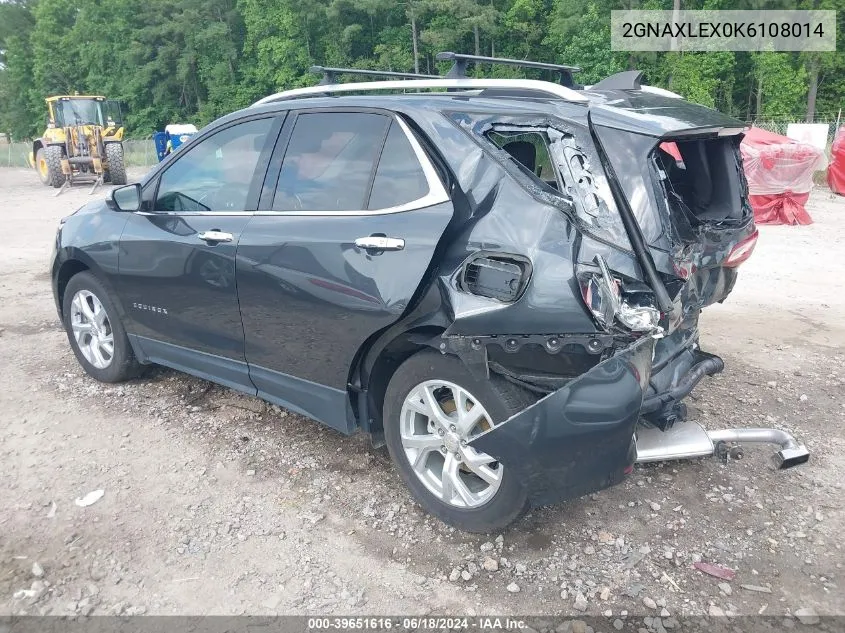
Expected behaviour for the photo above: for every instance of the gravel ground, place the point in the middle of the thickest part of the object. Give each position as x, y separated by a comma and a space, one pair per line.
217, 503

==

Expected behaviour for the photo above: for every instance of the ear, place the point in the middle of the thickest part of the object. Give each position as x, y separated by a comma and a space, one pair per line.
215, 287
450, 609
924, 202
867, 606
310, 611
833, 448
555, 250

* **Exercise**: Gather each line from the items above that contains the string "ground", treating uppercase and lowercase as different.

* **Exercise result**:
Expected behaviour for the photo above: for every instance of the gravel ground, place the point in the middle of the thickest part of the object. Give each position as x, y separated by a comma and a space, one pair per line.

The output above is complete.